WORK TASK:
From the line containing "Target: chair backrest" to the last line of the records below, repeat every line exactly and add nothing else.

= = = =

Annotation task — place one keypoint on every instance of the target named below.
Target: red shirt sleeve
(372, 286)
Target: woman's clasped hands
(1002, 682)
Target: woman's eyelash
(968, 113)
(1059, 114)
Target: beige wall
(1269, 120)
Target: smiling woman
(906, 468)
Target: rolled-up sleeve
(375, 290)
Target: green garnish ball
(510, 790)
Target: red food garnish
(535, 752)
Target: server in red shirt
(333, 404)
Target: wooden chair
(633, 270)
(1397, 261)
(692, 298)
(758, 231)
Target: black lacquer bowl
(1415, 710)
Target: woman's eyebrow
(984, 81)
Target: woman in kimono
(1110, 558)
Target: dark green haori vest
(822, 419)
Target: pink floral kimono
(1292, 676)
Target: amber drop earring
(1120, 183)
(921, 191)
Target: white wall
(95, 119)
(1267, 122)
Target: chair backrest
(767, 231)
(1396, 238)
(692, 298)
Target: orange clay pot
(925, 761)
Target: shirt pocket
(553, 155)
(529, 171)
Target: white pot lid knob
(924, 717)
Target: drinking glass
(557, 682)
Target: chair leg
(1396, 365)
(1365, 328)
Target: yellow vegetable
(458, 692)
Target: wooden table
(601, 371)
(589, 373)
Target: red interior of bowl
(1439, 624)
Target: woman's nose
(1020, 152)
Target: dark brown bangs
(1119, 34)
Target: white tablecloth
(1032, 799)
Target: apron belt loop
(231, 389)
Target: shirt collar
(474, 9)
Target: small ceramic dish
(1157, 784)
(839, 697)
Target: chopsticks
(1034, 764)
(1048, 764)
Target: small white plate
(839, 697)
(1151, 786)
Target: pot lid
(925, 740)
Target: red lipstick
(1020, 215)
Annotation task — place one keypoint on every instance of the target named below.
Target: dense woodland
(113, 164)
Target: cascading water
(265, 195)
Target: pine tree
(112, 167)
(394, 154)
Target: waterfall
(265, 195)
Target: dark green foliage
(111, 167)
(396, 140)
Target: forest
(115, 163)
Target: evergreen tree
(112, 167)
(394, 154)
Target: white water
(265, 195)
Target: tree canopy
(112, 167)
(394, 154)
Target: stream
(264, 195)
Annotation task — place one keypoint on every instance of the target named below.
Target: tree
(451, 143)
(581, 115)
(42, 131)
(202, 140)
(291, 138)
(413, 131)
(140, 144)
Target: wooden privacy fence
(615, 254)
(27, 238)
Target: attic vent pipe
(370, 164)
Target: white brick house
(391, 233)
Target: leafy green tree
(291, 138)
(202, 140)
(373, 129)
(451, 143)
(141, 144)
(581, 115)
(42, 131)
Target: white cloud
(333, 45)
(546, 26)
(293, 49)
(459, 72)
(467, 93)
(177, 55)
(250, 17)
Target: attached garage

= = = =

ANSWER BOX:
Target: chair backrest
(767, 231)
(1396, 238)
(692, 298)
Target: orange clay pot
(925, 761)
Target: shirt pocket
(553, 155)
(529, 171)
Target: white pot lid knob
(924, 717)
Target: drinking glass
(557, 682)
Target: chair leg
(1396, 365)
(1365, 328)
Target: yellow vegetable
(458, 692)
Target: wooden table
(601, 371)
(589, 373)
Target: red interior of bowl
(1439, 624)
Target: woman's nose
(1020, 152)
Target: dark brown bangs
(1119, 34)
Target: white tablecloth
(1032, 799)
Target: apron belt loop
(231, 389)
Target: shirt collar
(474, 9)
Target: small ceramic dish
(1157, 784)
(839, 697)
Target: chopsticks
(1034, 764)
(1048, 764)
Target: small white plate
(839, 697)
(1151, 786)
Target: pot lid
(925, 740)
Target: red lipstick
(1020, 215)
Annotation task — place one keypoint on every instance of the target named below.
Target: dense woodland
(113, 164)
Target: cascading water
(265, 195)
Target: pine tree
(112, 167)
(394, 154)
Target: waterfall
(265, 195)
Target: dark green foliage
(111, 167)
(396, 140)
Target: forest
(115, 163)
Target: evergreen tree
(112, 167)
(394, 154)
Target: white water
(265, 195)
Target: tree canopy
(112, 167)
(394, 154)
Target: stream
(264, 195)
Annotation task — place one keypoint on every instance of the target named below.
Target: tree
(451, 143)
(581, 115)
(42, 131)
(202, 140)
(291, 138)
(413, 131)
(140, 144)
Target: wooden privacy fence
(615, 254)
(27, 238)
Target: attic vent pipe
(370, 164)
Target: white brick house
(391, 233)
Target: leafy green tree
(291, 138)
(202, 140)
(373, 129)
(451, 143)
(141, 144)
(581, 115)
(42, 131)
Target: white cloud
(333, 45)
(546, 26)
(293, 49)
(459, 72)
(467, 93)
(177, 55)
(250, 17)
Target: attached garage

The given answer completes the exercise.